Count the lines in the records below that contain the string "Target", matching case exactly. Reply with the number only.

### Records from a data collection
● ● ●

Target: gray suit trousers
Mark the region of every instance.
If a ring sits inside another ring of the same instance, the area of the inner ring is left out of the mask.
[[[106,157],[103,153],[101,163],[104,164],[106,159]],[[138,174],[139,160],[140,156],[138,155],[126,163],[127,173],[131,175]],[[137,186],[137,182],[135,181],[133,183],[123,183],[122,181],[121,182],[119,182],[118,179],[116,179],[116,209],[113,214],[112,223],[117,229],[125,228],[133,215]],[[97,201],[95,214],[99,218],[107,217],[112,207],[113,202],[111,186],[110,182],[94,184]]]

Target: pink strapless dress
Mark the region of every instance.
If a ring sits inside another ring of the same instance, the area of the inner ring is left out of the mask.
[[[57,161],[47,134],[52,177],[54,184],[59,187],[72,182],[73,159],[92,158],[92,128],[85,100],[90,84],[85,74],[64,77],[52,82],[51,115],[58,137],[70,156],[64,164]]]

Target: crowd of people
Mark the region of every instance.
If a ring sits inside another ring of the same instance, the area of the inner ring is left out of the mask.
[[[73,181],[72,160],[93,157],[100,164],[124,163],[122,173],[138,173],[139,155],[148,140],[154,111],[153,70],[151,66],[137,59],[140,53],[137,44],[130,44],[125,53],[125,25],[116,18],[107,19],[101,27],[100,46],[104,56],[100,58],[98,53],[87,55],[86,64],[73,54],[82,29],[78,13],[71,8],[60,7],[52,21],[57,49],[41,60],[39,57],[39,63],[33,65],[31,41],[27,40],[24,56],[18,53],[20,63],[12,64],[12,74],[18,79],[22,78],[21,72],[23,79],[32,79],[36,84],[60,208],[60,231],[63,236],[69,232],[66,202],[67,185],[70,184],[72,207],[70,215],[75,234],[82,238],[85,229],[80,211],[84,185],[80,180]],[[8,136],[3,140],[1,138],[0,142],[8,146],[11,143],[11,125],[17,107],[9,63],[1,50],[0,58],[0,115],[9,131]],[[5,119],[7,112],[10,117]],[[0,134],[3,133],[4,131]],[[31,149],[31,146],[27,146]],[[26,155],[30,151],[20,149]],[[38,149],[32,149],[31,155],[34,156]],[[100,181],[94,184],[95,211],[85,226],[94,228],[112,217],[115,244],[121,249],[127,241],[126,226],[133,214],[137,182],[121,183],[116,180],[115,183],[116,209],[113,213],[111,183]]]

● ● ●

### Task answer
3